- Trecho de origem -
--*--

Historiadores são homens do seu tempo e do seu país e, neste sentido, podese dizer que O legado de Marte é, ainda que essa não seja uma intenção explícita dos autores, uma resposta às inquietações de um tempo em que as mídias digitais se expandiram de forma vertiginosa e potencializaram as demandas por história por parte de um público não especializado levando, simultaneamente, a uma “fúria contra a historiografia acadêmica e [a uma] gana mercadológica pela história” (MALERBA, 2014, p. 36). Aos desafios do seu tempo, os organizadores e autores da coletânea responderam reafirmando os procedimentos do seu ofício e da história-conhecimento escrita a partir de pesquisas empíricas sólidas com o objetivo de compreender as marcas e as mudanças permeadas por conflitos e tensões construídos no campo de debates e embates travados pelos homens em outras épocas.

--*--

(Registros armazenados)
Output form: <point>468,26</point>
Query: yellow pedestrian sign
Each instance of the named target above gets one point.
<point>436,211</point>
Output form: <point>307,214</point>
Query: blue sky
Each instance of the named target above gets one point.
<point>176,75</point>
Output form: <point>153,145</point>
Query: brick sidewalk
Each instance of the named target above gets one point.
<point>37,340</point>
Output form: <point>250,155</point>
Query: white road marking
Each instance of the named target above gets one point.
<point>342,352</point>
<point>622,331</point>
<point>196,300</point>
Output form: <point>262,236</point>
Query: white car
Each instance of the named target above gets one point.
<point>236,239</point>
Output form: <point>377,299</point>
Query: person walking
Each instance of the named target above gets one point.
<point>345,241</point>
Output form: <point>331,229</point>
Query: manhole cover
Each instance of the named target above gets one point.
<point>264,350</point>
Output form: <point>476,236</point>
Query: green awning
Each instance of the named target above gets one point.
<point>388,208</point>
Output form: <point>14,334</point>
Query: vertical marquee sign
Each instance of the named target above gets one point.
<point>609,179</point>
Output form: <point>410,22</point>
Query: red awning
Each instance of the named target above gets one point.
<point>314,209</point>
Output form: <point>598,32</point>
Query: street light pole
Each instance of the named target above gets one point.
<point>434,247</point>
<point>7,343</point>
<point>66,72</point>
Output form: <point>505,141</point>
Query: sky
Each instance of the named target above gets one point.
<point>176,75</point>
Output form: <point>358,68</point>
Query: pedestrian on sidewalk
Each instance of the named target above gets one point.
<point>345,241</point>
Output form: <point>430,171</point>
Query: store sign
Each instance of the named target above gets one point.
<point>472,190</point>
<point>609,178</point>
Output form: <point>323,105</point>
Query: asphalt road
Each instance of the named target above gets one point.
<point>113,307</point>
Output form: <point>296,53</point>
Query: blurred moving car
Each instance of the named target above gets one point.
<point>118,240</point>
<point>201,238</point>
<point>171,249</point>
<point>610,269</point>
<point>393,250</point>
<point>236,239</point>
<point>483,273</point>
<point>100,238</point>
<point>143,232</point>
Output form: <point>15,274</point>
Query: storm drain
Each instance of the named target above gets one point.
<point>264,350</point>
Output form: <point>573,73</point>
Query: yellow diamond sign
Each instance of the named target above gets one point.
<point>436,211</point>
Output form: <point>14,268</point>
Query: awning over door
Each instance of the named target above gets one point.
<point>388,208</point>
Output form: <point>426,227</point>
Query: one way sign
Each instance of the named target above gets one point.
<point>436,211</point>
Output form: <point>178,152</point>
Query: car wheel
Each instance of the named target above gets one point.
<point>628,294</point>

--*--

- Tarefa A -
Resuma em duas frases o texto sobre O legado de Marte.
- Tarefa B -
Substitua "coletânea" por "obra" e reproduza o trecho do texto sobre O legado de Marte que começa nas palavras "Historiadores são homens" e termina depois de "em outras épocas.".
- Tarefa C -
Por favor, prolongue com um parágrafo o texto sobre O legado de Marte, continuando a partir da última frase.

- Resposta esperada A -
O texto afirma que O legado de Marte pode ser lido como resposta às inquietações de um tempo em que as mídias digitais se expandiram vertiginosamente e ampliaram a demanda por história de um público não especializado, o que levou tanto à fúria contra a historiografia acadêmica quanto à gana mercadológica pela história. Diante desses desafios, os organizadores e autores da coletânea reafirmaram os procedimentos do seu ofício e uma história escrita a partir de pesquisas empíricas sólidas, voltada a compreender as marcas e mudanças de outras épocas.

- Resposta esperada B -
Historiadores são homens do seu tempo e do seu país e, neste sentido, podese dizer que O legado de Marte é, ainda que essa não seja uma intenção explícita dos autores, uma resposta às inquietações de um tempo em que as mídias digitais se expandiram de forma vertiginosa e potencializaram as demandas por história por parte de um público não especializado levando, simultaneamente, a uma “fúria contra a historiografia acadêmica e [a uma] gana mercadológica pela história” (MALERBA, 2014, p. 36). Aos desafios do seu tempo, os organizadores e autores da obra responderam reafirmando os procedimentos do seu ofício e da história-conhecimento escrita a partir de pesquisas empíricas sólidas com o objetivo de compreender as marcas e as mudanças permeadas por conflitos e tensões construídos no campo de debates e embates travados pelos homens em outras épocas.

- Resposta esperada C -
Pluralidade é, como o próprio subtítulo da obra indica, a palavra que sintetiza o alvo perseguido na coletânea. Mas pluralidade, é bom que desde logo seja dito, não é nela sintoma de fragilidade, de ausência de espírito crítico, nem tampouco de explicitação de certos modismos que muitas vezes se instalam na academia. Um dos pontos positivos desta pluralidade chama atenção logo que se percorre o sumário: a constatação de algo pouco comum na academia, que é a presença, lado a lado, de nomes de estudiosos com posições diferentes e às vezes conflitantes. Além de indicar a maioridade intelectual dos organizadores ela é, a nosso ver, benvinda, porque é da diversidade de posições nem sempre concordantes que a pesquisa e a escrita da história se enriquecem e contribuem para a constituição do espírito crítico no leitor.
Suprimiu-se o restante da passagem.